To chart age-related changes for each of the components, regression analyses using age as the independent variable were conducted for the P1 - N1- and P2 amplitudes separately for WS and TD participants. These analyses revealed that the P1 amplitude decreased with increasing age for both the TD t (134) = −4.492, p < .0001 and WS t (73) = −3.205, p < .002 participants. The N1 did not change with age for the TD group, t (134) = −1.374, p = .17, but increased in amplitude with increasing age for the WS group, t (75) = −3.217, p = .002. Similarly, the P2 amplitude did not change with increasing age for the TD group, t (134) = .518, p = .605, but decreased with increasing age for the WS group, t (75) = −2.664, p = .010.

Individual variability

As in Study 1, we compared the range, standard deviations, and variance statistics between the TD and WS groups. In contrast to results from the faces composite, the WS group displayed similar variability on these measures as did the TD group (Table 2b). Levine’s test showed that the groups did not differ in variance for the language composite, F(3, 205)=1.312, p=.272.

Correlation of face and language markers

To examine the specificity of the ERP markers for faces vs. language processing, we conducted a correlation between the z-scores for each ERP marker. There were 56 participants who were tested on both faces and language processing in the same age range. The correlation between the markers for face and language processing was not significant, r = .070, p = .607. This shows that these markers function independently. That is, they are specific to the underlying cognitive processes of face and language processing, and do not simply index the extent to which a given individual might adhere to a general WS phenotype.

Summary of ERP markers of auditory language processing

The ERP marker for atypical auditory processing in WS, i.e., small N1 large P1/P2, was observed at all ages 8 years and older for individuals with WS. The results replicated previous findings with small numbers of adults with WS suggesting that the morphology of the early part of the waveform, i.e. first 200 ms, to auditory words is abnormal in children and adults with WS (Bellugi et al., 2000).

Unlike the marker for face processing, there were developmental trends for the WS group. In WS but not in TD controls, the relative amplitudes of the N1 to P1/P2 changed with increasing age. Analyses of the separate components suggest these age-related changes may be due to an extended maturation of the N1 and P2 for WS participants. Previous research with typically developing children and adults suggest that the amplitude of the P1 decreases with age until adolescence or adulthood, whereas the N1 and P2 increase in age until around 10 to 12 years of age (Gilley, Sharma, Dorman, & Martin, 2005; Ponton, Eggermont, Kwong, 2000; Wunderlich, Cone-Wesson, & Shepherd, 2006). For the TD participants in the current study, N1 and P2 amplitudes didn’t show a significant change between 8–12 years and adults, whereas the P1 amplitudes reached adult levels slightly later, i.e. at 13–15 years of age. In contrast, the WS participants showed a slightly later time course and atypical pattern of maturation. In WS participants, similar to TD controls, the P1 decreased with increasing age until 13–15 years of age. In contrast the N1 and P2 showed later development than the P1 in the WS participants, reaching adult levels at 13–15 years. Similar to previous reports of TD populations, for the WS groups the N1 increased in amplitude with increasing age. However, the P2 decreased with increasing age for WS, which is the opposite pattern from normal development suggested by earlier studies. These findings suggest there may be an extended window of maturation in WS for brain areas contributing to the N1. Longer developmental trajectories are associated with both increased vulnerability and potential for enhancement. Thus, these findings are to some extent in support of the earlier hypothesis that atypical patterns of brain activity in the auditory cortex may be related to relative proficiencies in language processing.

*-*-*

# TASKS:
1. In the ERP passage, how many participants were tested on both faces and language processing in the same age range?
2. In the ERP passage, reproduce word for word the part that opens with the words containing "The ERP marker for" and closes with "et al., 2000).".
The listing comes from a separate, unrelated source.

*-*-*

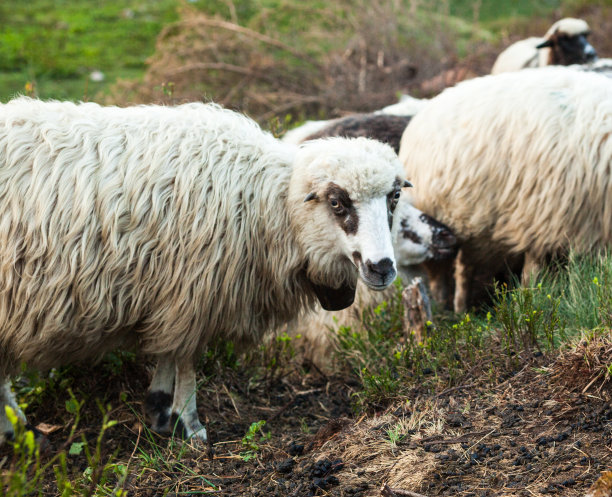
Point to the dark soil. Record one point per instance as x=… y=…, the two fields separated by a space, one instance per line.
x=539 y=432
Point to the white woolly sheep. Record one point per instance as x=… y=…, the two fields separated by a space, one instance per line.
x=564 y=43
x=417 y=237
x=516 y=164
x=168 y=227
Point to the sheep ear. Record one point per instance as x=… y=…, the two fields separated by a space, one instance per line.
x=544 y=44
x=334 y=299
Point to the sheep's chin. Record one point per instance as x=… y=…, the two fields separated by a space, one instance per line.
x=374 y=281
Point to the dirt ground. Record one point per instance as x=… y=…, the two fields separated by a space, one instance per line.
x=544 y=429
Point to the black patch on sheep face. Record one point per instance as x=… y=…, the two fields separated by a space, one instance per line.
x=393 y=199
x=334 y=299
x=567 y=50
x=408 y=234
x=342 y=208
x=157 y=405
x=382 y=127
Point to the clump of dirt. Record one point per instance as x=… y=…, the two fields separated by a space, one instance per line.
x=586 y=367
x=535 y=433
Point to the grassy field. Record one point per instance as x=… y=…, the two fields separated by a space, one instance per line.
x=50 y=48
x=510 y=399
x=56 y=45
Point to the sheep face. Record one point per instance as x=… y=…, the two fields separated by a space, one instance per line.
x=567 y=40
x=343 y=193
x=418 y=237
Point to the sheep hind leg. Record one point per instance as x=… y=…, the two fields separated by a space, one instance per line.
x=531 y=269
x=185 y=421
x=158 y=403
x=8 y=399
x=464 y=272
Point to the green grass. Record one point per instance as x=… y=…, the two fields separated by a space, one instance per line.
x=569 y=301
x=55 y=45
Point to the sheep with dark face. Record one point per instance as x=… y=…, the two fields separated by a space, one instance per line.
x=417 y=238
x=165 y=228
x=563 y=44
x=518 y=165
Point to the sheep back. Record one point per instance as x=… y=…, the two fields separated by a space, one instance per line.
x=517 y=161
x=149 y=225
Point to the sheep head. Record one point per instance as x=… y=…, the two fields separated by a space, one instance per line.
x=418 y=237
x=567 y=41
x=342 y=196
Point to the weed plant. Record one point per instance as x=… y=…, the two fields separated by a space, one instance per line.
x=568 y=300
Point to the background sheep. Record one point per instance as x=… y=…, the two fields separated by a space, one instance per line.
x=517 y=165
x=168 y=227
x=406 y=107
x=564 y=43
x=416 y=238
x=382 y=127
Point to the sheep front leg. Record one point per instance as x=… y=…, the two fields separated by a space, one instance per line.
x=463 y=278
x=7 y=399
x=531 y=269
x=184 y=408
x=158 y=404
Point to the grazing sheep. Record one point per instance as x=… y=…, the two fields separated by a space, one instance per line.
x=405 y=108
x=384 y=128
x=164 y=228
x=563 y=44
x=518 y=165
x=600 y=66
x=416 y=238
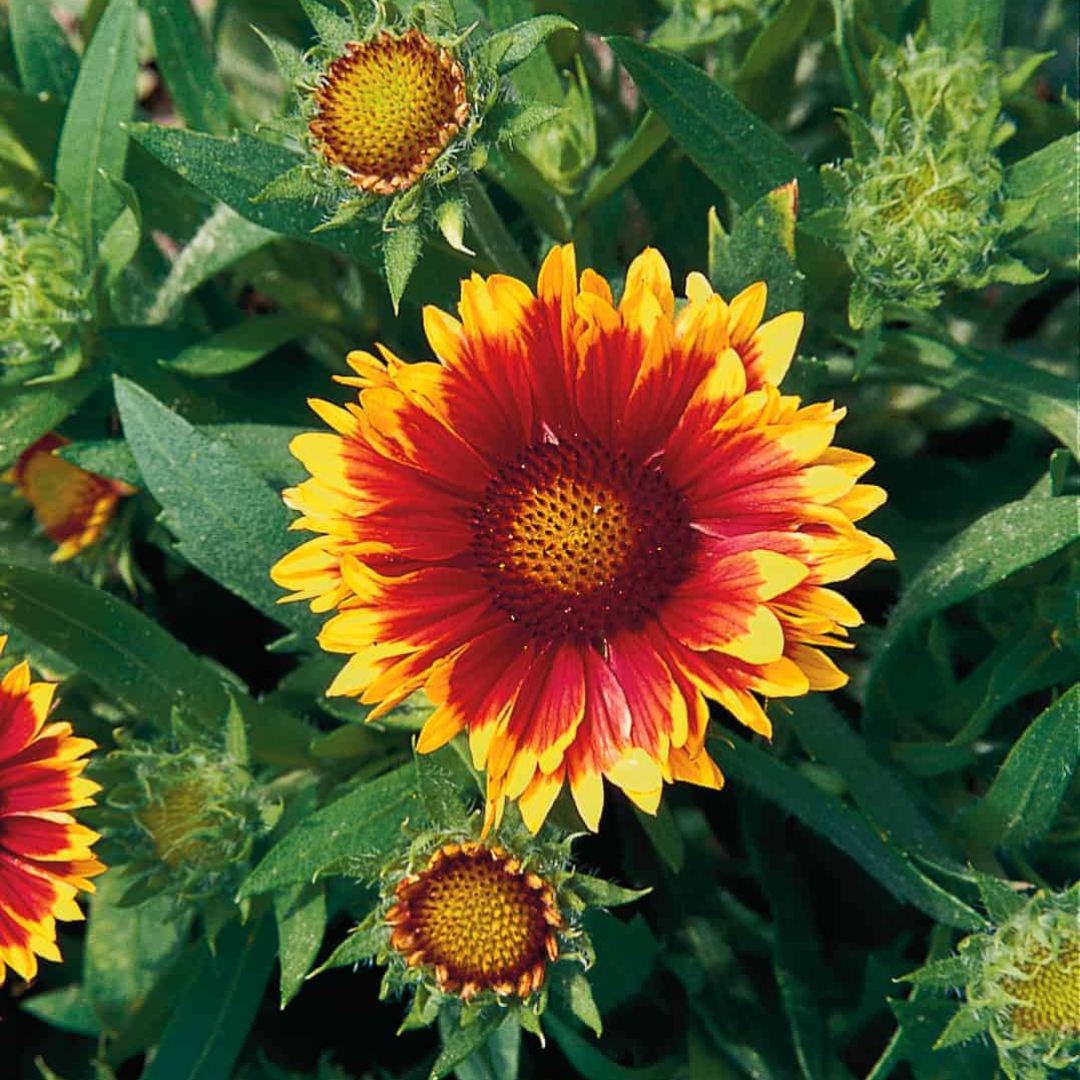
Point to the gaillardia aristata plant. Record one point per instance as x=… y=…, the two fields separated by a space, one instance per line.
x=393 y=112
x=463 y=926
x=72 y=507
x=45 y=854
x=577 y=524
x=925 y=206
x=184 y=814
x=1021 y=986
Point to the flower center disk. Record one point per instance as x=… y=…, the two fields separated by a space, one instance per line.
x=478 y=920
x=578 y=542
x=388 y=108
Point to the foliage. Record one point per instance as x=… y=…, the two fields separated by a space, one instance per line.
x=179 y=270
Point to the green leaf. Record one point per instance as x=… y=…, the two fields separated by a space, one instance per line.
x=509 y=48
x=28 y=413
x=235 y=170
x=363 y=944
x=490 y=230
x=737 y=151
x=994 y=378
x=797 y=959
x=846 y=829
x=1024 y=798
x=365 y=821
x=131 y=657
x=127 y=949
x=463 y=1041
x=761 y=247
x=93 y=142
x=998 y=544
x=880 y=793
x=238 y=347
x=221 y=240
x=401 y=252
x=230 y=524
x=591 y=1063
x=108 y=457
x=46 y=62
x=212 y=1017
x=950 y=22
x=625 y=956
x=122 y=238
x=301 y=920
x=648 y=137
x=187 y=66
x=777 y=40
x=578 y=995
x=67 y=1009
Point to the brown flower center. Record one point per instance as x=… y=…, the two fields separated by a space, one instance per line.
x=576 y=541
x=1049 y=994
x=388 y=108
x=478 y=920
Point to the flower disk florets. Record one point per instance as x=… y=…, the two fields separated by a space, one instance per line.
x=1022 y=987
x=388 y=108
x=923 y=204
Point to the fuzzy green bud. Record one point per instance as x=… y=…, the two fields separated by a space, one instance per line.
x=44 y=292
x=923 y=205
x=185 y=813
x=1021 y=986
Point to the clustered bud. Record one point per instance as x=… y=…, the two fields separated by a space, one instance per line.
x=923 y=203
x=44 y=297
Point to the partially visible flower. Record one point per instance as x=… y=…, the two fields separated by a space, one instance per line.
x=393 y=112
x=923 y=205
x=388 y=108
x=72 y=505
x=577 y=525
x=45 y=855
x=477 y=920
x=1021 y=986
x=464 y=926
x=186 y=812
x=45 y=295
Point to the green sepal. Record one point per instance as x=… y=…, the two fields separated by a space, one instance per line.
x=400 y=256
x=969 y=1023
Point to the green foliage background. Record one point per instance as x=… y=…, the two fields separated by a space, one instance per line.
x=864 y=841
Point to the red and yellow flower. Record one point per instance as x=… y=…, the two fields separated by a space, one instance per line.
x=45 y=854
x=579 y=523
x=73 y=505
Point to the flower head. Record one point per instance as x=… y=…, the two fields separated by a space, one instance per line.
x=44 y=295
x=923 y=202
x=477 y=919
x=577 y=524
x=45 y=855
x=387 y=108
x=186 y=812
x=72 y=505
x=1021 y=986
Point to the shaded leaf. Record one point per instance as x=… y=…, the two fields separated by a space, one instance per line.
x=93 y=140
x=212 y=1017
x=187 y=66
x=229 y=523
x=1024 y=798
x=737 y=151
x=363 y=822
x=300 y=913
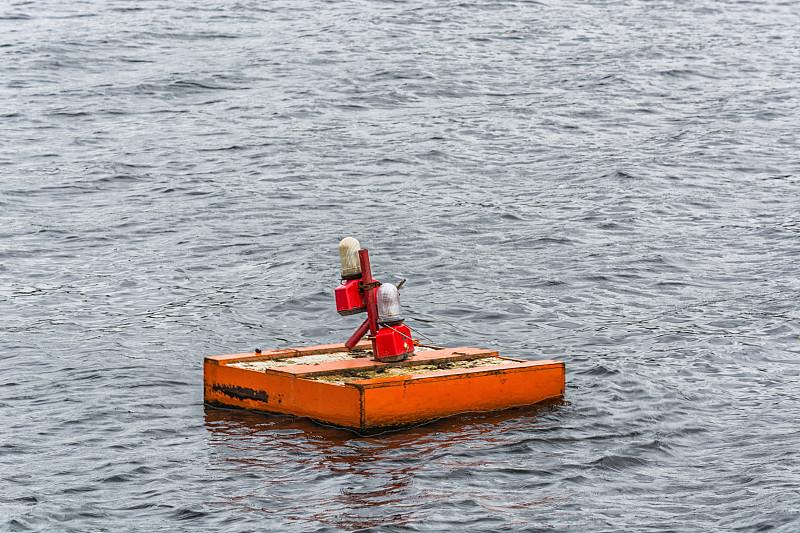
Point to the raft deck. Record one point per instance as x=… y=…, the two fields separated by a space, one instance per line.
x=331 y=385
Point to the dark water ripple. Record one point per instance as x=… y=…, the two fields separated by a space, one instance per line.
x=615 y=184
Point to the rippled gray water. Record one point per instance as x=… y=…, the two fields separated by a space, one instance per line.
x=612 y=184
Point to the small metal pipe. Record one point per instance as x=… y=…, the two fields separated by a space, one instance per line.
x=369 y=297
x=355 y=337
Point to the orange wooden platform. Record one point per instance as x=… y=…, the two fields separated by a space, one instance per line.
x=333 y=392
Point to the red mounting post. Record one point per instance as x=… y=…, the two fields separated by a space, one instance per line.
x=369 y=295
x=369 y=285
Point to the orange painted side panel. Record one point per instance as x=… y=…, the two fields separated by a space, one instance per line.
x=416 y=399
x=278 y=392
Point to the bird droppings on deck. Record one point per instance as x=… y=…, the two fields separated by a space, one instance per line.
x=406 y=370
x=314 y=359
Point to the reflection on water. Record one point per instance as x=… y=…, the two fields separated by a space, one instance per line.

*-*-*

# ANSWERS TO THE EXERCISES:
1. 56 participants.

2.
The ERP marker for atypical auditory processing in WS, i.e., small N1 large P1/P2, was observed at all ages 8 years and older for individuals with WS. The results replicated previous findings with small numbers of adults with WS suggesting that the morphology of the early part of the waveform, i.e. first 200 ms, to auditory words is abnormal in children and adults with WS (Bellugi et al., 2000).